WORK ITEM:
Lines from the records below that contain the word "cloud" are to be copied out.

[DATA]

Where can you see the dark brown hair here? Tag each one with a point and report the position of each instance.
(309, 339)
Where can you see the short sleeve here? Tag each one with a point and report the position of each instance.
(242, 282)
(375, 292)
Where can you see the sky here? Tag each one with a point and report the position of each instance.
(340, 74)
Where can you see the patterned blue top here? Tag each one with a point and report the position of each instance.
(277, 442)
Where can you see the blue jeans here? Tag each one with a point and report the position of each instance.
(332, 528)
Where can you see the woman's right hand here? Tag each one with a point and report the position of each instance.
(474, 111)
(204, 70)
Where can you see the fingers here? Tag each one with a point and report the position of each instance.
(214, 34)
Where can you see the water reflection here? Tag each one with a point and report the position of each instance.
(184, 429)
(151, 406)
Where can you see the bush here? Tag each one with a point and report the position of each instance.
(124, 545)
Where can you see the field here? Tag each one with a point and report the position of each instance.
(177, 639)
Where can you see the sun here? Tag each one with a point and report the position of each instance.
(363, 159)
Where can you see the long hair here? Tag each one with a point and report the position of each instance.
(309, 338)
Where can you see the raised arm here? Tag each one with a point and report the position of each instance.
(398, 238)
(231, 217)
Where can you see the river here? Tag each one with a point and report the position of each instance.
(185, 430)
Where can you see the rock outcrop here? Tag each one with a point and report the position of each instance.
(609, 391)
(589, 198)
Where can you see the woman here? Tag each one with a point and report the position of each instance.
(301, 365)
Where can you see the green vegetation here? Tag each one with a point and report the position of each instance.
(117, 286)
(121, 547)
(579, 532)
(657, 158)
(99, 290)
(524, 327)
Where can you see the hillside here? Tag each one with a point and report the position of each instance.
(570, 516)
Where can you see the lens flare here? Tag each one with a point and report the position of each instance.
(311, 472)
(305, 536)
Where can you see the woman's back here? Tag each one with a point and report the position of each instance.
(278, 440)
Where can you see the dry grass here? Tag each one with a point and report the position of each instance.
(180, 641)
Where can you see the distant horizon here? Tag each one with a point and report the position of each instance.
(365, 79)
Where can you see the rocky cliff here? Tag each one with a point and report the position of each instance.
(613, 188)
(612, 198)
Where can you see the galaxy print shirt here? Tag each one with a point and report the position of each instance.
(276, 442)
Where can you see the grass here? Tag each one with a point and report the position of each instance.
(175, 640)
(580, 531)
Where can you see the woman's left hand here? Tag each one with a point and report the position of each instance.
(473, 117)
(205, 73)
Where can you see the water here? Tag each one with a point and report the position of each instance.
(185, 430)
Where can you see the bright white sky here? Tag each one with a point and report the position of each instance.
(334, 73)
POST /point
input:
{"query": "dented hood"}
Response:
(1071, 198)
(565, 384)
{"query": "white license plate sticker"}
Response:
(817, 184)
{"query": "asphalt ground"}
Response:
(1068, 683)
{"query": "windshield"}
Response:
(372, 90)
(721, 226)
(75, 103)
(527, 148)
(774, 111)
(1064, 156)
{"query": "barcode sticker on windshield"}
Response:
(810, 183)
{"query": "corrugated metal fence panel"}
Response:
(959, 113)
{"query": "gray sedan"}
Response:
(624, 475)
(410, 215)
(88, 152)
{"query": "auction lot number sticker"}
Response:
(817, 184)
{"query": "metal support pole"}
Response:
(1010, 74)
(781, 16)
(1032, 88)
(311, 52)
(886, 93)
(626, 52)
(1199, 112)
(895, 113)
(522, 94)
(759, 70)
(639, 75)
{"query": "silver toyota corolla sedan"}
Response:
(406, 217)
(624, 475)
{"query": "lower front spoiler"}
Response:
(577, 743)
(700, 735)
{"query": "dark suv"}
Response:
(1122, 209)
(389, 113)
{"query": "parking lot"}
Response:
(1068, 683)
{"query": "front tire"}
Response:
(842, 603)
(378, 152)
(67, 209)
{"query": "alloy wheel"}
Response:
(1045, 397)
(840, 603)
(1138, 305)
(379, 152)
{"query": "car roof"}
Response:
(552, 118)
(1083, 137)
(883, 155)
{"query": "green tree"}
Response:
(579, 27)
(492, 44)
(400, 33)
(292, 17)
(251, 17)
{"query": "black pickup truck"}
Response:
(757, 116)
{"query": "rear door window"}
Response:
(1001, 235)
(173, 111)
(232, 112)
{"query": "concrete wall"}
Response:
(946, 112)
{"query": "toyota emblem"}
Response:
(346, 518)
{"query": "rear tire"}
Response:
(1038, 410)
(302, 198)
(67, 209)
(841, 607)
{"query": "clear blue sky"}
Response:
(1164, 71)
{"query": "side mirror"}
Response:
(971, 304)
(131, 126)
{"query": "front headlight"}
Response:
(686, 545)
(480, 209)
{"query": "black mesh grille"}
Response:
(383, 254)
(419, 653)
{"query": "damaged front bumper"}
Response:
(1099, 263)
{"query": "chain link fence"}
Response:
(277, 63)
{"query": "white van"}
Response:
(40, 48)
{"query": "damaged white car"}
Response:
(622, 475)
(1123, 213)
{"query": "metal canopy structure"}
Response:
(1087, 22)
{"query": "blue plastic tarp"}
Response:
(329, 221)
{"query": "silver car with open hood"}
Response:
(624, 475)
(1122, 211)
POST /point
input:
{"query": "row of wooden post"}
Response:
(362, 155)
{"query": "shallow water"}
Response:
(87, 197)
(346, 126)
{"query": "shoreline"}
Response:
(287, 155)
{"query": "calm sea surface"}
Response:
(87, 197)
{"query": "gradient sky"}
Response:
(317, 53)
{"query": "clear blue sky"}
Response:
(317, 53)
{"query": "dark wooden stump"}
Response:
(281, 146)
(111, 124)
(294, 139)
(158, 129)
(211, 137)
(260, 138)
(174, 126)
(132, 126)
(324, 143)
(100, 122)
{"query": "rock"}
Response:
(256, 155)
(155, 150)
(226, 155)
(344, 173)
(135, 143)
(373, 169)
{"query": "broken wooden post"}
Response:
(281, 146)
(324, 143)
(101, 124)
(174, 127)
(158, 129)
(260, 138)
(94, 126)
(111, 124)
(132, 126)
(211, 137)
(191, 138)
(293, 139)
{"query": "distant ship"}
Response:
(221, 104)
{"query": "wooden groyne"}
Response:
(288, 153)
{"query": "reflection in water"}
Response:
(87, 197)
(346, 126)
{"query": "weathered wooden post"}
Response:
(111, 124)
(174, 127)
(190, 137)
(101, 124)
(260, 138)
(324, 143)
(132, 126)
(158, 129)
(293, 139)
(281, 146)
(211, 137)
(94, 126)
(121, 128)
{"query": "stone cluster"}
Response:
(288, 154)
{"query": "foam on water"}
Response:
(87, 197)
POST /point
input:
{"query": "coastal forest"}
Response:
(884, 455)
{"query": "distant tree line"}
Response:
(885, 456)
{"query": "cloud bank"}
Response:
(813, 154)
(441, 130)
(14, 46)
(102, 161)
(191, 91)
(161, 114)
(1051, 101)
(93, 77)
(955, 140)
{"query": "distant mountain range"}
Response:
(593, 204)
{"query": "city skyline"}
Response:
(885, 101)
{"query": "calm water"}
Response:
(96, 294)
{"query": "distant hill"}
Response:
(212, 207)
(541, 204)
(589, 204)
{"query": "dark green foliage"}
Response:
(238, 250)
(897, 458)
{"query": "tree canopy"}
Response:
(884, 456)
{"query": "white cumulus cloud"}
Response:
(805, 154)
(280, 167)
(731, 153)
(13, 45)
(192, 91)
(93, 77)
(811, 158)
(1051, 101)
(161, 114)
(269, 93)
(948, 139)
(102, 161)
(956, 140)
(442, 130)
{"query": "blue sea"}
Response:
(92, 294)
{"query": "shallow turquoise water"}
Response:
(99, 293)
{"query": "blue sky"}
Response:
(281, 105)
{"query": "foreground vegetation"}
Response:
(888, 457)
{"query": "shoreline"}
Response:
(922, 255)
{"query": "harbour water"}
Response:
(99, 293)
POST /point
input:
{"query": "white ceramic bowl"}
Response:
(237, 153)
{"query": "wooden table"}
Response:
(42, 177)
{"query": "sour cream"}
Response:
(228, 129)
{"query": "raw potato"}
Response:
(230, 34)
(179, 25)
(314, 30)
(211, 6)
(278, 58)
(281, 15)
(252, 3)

[/DATA]

REPLY TO THE EXERCISE:
{"query": "cloud bank"}
{"query": "white cumulus cloud"}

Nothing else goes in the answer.